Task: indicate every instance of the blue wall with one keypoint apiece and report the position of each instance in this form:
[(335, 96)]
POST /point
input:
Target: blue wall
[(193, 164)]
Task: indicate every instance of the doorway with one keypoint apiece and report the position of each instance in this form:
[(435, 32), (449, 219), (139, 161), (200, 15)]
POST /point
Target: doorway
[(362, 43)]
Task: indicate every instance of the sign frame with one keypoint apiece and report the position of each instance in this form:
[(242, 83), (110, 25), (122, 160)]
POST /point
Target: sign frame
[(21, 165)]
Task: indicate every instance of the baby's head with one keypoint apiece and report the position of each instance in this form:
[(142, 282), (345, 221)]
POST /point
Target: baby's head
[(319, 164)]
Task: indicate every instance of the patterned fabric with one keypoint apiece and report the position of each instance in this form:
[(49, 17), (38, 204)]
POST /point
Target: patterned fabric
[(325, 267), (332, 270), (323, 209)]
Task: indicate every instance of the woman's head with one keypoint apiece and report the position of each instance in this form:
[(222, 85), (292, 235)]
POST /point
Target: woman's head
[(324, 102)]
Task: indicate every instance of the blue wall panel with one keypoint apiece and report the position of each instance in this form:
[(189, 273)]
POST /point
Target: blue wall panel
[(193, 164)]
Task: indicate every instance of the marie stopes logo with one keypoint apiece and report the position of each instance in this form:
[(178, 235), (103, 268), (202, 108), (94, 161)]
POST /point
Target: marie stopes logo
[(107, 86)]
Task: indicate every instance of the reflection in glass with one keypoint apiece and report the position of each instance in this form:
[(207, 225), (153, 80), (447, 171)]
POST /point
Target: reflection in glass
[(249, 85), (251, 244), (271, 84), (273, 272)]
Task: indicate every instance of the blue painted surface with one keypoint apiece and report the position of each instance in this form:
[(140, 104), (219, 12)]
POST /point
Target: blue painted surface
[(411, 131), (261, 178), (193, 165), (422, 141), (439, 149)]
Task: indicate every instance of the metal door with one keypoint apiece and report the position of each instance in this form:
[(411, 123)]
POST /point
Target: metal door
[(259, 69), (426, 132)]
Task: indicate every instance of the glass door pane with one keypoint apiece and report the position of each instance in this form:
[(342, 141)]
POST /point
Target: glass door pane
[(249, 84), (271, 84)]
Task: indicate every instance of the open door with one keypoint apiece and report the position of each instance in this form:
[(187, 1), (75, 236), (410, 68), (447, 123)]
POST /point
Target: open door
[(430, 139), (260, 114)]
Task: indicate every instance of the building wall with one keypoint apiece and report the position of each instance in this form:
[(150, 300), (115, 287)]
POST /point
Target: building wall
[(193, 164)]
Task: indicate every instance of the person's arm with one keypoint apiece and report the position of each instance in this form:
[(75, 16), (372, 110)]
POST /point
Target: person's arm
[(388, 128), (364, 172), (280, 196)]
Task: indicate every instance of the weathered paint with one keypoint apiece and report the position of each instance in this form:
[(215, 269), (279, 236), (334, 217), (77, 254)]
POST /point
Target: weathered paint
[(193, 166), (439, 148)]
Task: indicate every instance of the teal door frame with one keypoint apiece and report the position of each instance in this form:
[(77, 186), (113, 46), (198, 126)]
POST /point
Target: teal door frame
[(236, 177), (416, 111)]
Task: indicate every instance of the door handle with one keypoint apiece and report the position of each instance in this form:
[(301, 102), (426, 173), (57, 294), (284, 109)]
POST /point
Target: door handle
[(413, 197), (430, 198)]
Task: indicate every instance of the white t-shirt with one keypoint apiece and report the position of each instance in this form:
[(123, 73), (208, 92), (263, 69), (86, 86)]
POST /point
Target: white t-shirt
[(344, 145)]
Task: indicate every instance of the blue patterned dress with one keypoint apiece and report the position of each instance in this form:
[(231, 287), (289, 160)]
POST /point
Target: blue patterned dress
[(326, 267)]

******************************

### Objective
Repeat every row above word for word, changing nothing.

### Task response
Task: indicate every instance of the blue wall with one keypoint apiece and report the position of each instance in this form:
[(335, 96)]
POST /point
input:
Target: blue wall
[(193, 164)]
Task: indicate every instance of the doorway with one keypoint apiece and report the position of each instance in this form:
[(435, 32), (449, 219), (139, 161), (200, 15)]
POST /point
Target: doorway
[(362, 43)]
Task: indicate every instance of the sign frame with one keypoint apiece and report the position of each instance in this form:
[(242, 83), (110, 25), (122, 160)]
POST /point
Target: sign frame
[(21, 165)]
Task: indicate every instance of the baby's head with one keypoint apiece and report the position of each instance in this form:
[(142, 282), (345, 221)]
POST /point
Target: baby's head
[(319, 164)]
Task: indicate every instance of the patterned fabric with one keypoint apiece and report the position of each instance in this form:
[(49, 17), (38, 204)]
POST /point
Target: patterned fabric
[(325, 267), (332, 270), (323, 209)]
Task: indicate every instance of the woman's head with one keypoint apiece and report the position of each instance in this form:
[(222, 85), (292, 235)]
POST /point
Target: woman's head
[(324, 102)]
Task: indicate every instance of the blue wall panel with one keypoint apiece and report the position of each instance in this form:
[(189, 273)]
POST /point
Target: blue wall panel
[(193, 164)]
Task: indicate every instance of the marie stopes logo with one keypoint apiece and report the position of each instance in this form:
[(178, 235), (103, 268), (202, 108), (94, 161)]
POST /point
Target: marie stopes logo
[(107, 86)]
Task: indicate every instance of the reflection in glass with one keypoint apiece and report the position of each instance in this form:
[(207, 225), (153, 80), (447, 171)]
POST /point
Target: reflection in glass
[(249, 85), (251, 244), (271, 84), (273, 272)]
Task: indicate every instance of the blue painted surface with one keypoint apiece and report the position of each instance in this form:
[(140, 104), (219, 12)]
POST /point
Target: blue painted surface
[(411, 131), (261, 178), (193, 165), (422, 141), (439, 149)]
Task: indicate every instance of the metal door with one keypoint apiece and report the position of each instance in this form:
[(411, 123)]
POST /point
Target: metal door
[(259, 69), (426, 132)]
Task: indicate every instance of the glass door pane with one keypoint apiece and report the position of each instance in this form:
[(342, 141)]
POST /point
Target: glass door pane
[(249, 84), (271, 84)]
Task: indicate every instance of the open door with one keypoint apiece and report the position of each instance in this form:
[(187, 1), (75, 236), (410, 68), (447, 123)]
POST /point
Target: open door
[(430, 139), (260, 114)]
Task: indicate every instance of the building wall with one keypoint apiece and report the position of each instance in this form:
[(150, 300), (115, 287)]
POST /point
Target: building wall
[(193, 164)]
Task: indicate every instance of the person's arm with one keypoint apiece and report the position of each instance in this form:
[(75, 16), (372, 110)]
POST /point
Target: person's arm
[(388, 128), (364, 172), (280, 196)]
Task: indicate every instance of the weathered paint with one keypoint apiece and report the position of each instance in this form:
[(215, 269), (279, 236), (334, 217), (77, 254)]
POST /point
Target: weathered paint
[(193, 166), (439, 148)]
Task: indicate every instance of the teal door frame with one keypoint apiece and report the position of each instance in this form:
[(77, 186), (113, 46), (198, 126)]
POST /point
Target: teal door frame
[(236, 177), (416, 111)]
Task: indicate every instance of the door handle with one keypoint apiece and report the position of each instance in this form:
[(301, 102), (426, 173), (57, 294), (284, 109)]
POST /point
Target: door handle
[(413, 197), (430, 198)]
Task: indicate every instance of the white t-shirt with one keypoint apiece and report the position of each instance in this form:
[(123, 73), (208, 92), (263, 69), (86, 86)]
POST /point
Target: white t-shirt
[(344, 145)]
Task: indicate every instance of the blue patterned dress with one keypoint apiece and report the position of each instance in this form:
[(231, 287), (289, 160)]
POST /point
Target: blue patterned dress
[(326, 267)]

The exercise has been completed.